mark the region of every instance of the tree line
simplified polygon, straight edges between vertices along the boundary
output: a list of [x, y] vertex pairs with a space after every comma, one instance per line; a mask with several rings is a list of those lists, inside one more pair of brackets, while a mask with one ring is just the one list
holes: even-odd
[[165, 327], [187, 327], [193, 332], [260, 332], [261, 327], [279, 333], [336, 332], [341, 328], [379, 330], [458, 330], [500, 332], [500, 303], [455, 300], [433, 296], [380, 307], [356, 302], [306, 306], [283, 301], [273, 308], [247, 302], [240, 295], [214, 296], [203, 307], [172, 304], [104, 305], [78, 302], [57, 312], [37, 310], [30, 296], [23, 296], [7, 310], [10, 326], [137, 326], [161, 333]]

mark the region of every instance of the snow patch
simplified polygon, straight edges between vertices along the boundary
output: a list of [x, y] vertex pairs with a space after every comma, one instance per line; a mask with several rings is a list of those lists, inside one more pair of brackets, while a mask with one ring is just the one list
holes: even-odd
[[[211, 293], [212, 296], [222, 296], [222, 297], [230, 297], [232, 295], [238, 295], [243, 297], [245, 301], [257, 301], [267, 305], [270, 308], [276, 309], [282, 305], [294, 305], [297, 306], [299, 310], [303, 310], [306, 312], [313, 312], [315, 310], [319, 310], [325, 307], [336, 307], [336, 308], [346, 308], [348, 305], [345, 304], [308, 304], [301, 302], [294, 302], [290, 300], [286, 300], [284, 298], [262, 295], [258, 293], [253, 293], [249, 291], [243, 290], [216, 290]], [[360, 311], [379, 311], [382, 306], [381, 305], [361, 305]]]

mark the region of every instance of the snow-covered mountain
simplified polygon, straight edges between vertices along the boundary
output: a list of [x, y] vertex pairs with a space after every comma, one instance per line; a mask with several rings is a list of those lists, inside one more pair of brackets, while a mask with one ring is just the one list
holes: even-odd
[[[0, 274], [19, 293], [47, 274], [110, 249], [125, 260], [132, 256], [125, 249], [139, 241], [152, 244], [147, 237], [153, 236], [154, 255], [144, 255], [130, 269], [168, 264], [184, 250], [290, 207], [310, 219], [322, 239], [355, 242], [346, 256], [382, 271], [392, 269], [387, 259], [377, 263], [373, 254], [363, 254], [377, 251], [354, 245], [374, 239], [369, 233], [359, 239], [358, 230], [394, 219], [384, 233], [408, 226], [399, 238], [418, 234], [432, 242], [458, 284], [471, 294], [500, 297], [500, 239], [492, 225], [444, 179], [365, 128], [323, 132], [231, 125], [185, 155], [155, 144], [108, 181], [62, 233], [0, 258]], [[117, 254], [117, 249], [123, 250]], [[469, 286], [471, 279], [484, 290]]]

_Task description_. Each line above needs to be repeated exactly, with nothing omitted.

_Answer section_.
mark the region of every instance of the tree line
simplified polygon, straight edges between vertices along the boundary
output: a list of [x, y] vertex pairs with a space after every comma, one instance per line; a mask with several rings is a list of those lists, inside one more pair of brackets, while a mask with one ring is just the one list
holes: even-odd
[[165, 327], [187, 327], [193, 332], [260, 332], [261, 327], [279, 333], [336, 332], [341, 328], [379, 330], [458, 330], [500, 332], [500, 303], [455, 300], [433, 296], [380, 307], [356, 302], [306, 306], [283, 301], [273, 308], [247, 302], [240, 295], [214, 296], [203, 307], [172, 304], [104, 305], [78, 302], [57, 312], [37, 310], [30, 296], [23, 296], [7, 310], [10, 326], [137, 326], [161, 333]]

mark the region of every instance of the snow patch
simplified polygon, straight edges between vertices along the boundary
output: a list of [x, y] vertex pairs with a space after every comma, one instance per line; a mask with several rings is a list of those lists, inside one more pair of brackets, while a mask with one ring is just the one list
holes: even-odd
[[[211, 293], [212, 296], [222, 296], [222, 297], [230, 297], [232, 295], [238, 295], [243, 297], [245, 301], [257, 301], [267, 305], [270, 308], [276, 309], [282, 305], [294, 305], [297, 306], [299, 310], [303, 310], [306, 312], [313, 312], [315, 310], [319, 310], [325, 307], [336, 307], [336, 308], [346, 308], [348, 305], [345, 304], [308, 304], [301, 302], [294, 302], [290, 300], [286, 300], [284, 298], [262, 295], [258, 293], [253, 293], [249, 291], [243, 290], [216, 290]], [[360, 311], [379, 311], [382, 306], [381, 305], [361, 305]]]

mark the region of every instance of the snow-covered mountain
simplified polygon, straight edges between vertices along the boundary
output: a list of [x, y] vertex pairs with a space after every comma, one instance per line; a mask with several rings is a list of those lists, inside one more pair of brackets, while a mask with one ring is just the one list
holes: even-odd
[[[0, 274], [19, 293], [47, 274], [110, 249], [125, 260], [132, 256], [125, 249], [139, 241], [152, 244], [147, 237], [153, 236], [154, 255], [144, 255], [130, 269], [168, 264], [184, 250], [290, 207], [310, 219], [322, 239], [355, 242], [346, 256], [382, 271], [392, 269], [387, 259], [377, 263], [373, 254], [363, 254], [377, 251], [354, 245], [374, 239], [369, 233], [359, 239], [358, 230], [394, 219], [384, 233], [408, 226], [399, 238], [418, 234], [432, 242], [458, 284], [471, 294], [500, 297], [500, 239], [492, 225], [444, 179], [365, 128], [323, 132], [231, 125], [185, 155], [155, 144], [108, 181], [62, 233], [0, 258]], [[117, 254], [117, 249], [123, 250]], [[469, 286], [471, 279], [484, 290]]]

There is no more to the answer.